SELECTED PASSAGE »
# In protest of turning TV shows into Movies



## Big Don (Jun 19, 2009)

There is THIS. 
awesome


----------



## Andy Moynihan (Jun 19, 2009)

Remember why something was a TV show in the first place.


BECAUSE THE IDEA WASN'T GOOD ENOUGH TO BE A MOVIE.


----------



## Nolerama (Jun 19, 2009)

ALF! Lol!

:lfao:


----------



## arnisador (Jun 19, 2009)

Lol!


----------



## Omar B (Jun 19, 2009)

Funny.  But personally I prefer TV to movies in opposition to the idea that it wasn't good enough to be a movie is why it's on TV.  With a movie you may have the budget, and the big studio behind it to push the project and promotion.  But TV has the time (not to mention production values are almost equal now) to develop a really good arc that could not be covered in a 2 hour movie.  Think of Battlestar Galactica, Star Trek DS9, Lost, X-Files, Babylon 5, Stargate Atlantis, Farscape, the list goes on of stories that take years to be told properly.  Also, character development happens in a more natural way rather than the movie's forced time frame.


----------



## Aikikitty (Jun 19, 2009)

LOL!!! :lfao: :lfao::lfao:


----------



## Ken Morgan (Jun 19, 2009)

Oh yeah, like I'm going to be able to sleep tonight.....thanks.


----------



## Big Don (Jun 19, 2009)

REQUESTS »
1/ Say whether each statement agrees with the TV-to-movies thread: (a) Andy Moynihan holds that a TV show's idea was not good enough to be a movie; (b) Omar B prefers movies to TV; (c) Omar B describes TV production values as far below those of movies. For each, give yes or no and quote the deciding words.
2/ Carry on the TV-to-movies thread from its last line.

STORED DATA »
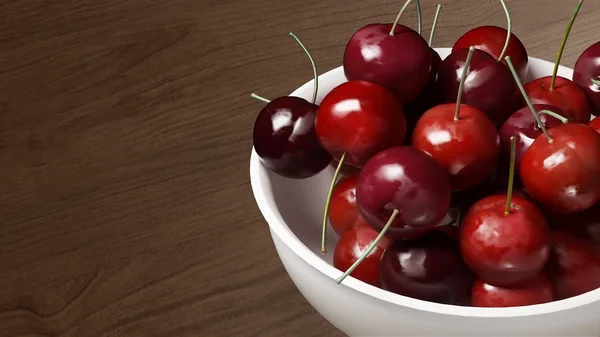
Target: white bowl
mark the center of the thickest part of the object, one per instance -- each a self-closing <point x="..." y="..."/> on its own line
<point x="293" y="209"/>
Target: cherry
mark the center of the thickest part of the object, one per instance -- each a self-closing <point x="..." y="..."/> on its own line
<point x="461" y="138"/>
<point x="284" y="134"/>
<point x="428" y="268"/>
<point x="503" y="238"/>
<point x="574" y="266"/>
<point x="522" y="125"/>
<point x="357" y="119"/>
<point x="427" y="99"/>
<point x="389" y="54"/>
<point x="536" y="290"/>
<point x="343" y="213"/>
<point x="559" y="91"/>
<point x="587" y="74"/>
<point x="498" y="42"/>
<point x="560" y="170"/>
<point x="408" y="180"/>
<point x="352" y="244"/>
<point x="595" y="124"/>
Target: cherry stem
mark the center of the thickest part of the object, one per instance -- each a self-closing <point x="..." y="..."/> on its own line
<point x="419" y="23"/>
<point x="564" y="120"/>
<point x="527" y="100"/>
<point x="508" y="30"/>
<point x="511" y="174"/>
<point x="260" y="98"/>
<point x="370" y="249"/>
<point x="434" y="25"/>
<point x="563" y="43"/>
<point x="462" y="81"/>
<point x="312" y="62"/>
<point x="398" y="17"/>
<point x="328" y="202"/>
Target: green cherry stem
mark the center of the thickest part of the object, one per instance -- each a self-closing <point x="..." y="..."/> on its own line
<point x="563" y="43"/>
<point x="419" y="22"/>
<point x="260" y="98"/>
<point x="564" y="120"/>
<point x="434" y="25"/>
<point x="508" y="29"/>
<point x="328" y="202"/>
<point x="462" y="82"/>
<point x="392" y="31"/>
<point x="312" y="62"/>
<point x="370" y="249"/>
<point x="511" y="174"/>
<point x="527" y="100"/>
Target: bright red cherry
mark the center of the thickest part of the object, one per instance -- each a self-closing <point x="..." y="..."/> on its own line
<point x="408" y="180"/>
<point x="352" y="244"/>
<point x="428" y="268"/>
<point x="498" y="42"/>
<point x="359" y="118"/>
<point x="536" y="290"/>
<point x="574" y="266"/>
<point x="587" y="74"/>
<point x="389" y="54"/>
<point x="461" y="138"/>
<point x="559" y="91"/>
<point x="343" y="213"/>
<point x="523" y="126"/>
<point x="504" y="249"/>
<point x="562" y="172"/>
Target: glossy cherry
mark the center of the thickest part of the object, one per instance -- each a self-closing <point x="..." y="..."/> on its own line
<point x="559" y="91"/>
<point x="352" y="244"/>
<point x="428" y="268"/>
<point x="587" y="75"/>
<point x="343" y="213"/>
<point x="523" y="126"/>
<point x="536" y="290"/>
<point x="389" y="54"/>
<point x="359" y="118"/>
<point x="408" y="180"/>
<point x="462" y="139"/>
<point x="504" y="249"/>
<point x="574" y="266"/>
<point x="489" y="86"/>
<point x="498" y="42"/>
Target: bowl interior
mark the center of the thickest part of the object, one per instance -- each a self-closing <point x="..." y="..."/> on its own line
<point x="294" y="211"/>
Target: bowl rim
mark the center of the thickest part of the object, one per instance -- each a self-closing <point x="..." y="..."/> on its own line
<point x="258" y="174"/>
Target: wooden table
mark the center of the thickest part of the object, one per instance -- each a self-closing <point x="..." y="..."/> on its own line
<point x="125" y="135"/>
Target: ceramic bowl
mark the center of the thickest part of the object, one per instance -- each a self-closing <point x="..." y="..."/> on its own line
<point x="293" y="209"/>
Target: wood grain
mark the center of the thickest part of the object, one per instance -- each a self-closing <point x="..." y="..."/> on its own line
<point x="125" y="134"/>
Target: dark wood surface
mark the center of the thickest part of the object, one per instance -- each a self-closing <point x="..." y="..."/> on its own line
<point x="125" y="135"/>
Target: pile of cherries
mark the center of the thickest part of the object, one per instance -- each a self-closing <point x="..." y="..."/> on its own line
<point x="454" y="182"/>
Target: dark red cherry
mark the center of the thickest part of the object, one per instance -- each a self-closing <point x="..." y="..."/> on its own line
<point x="563" y="174"/>
<point x="504" y="249"/>
<point x="343" y="213"/>
<point x="467" y="148"/>
<point x="408" y="180"/>
<point x="523" y="126"/>
<point x="491" y="39"/>
<point x="489" y="86"/>
<point x="428" y="268"/>
<point x="574" y="266"/>
<point x="359" y="118"/>
<point x="351" y="246"/>
<point x="587" y="75"/>
<point x="390" y="55"/>
<point x="536" y="290"/>
<point x="285" y="140"/>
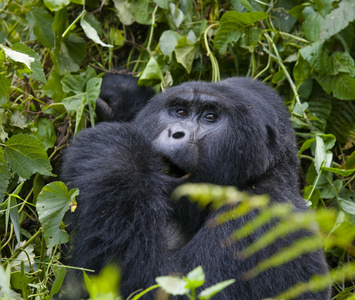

OUTPUTS FOR THE TASKS »
1/
(a) Yes: "BECAUSE THE IDEA WASN'T GOOD ENOUGH TO BE A MOVIE."
(b) No: "personally I prefer TV to movies"
(c) No: "production values are almost equal now"

2/
Ken Morgan said:


> Oh yeah, like I'm going to be able to sleep tonight.....thanks.


Anytime.
It was the Care Bears and My Little Pony that did it, right?


----------



## Ken Morgan (Jun 19, 2009)

Big Don said:


> Anytime.
> It was the Care Bears and My Little Pony that did it, right?


 
Yeah. And I still have a stuffed ALF buried in my closet, I may have to keep my sword nearby tonight.


----------



## Big Don (Jun 19, 2009)

Ken Morgan said:


> Yeah. And I still have a stuffed ALF buried in my closet, I may have to keep my sword nearby tonight.


Alf is only a danger to cats, temptation makes me want to use the phrase "don't be a *****" but, I won't...


----------



## Ken Morgan (Jun 19, 2009)

Big Don said:


> Alf is only a danger to cats, temptation makes me want to use the phrase "don't be a *****" but, I won't...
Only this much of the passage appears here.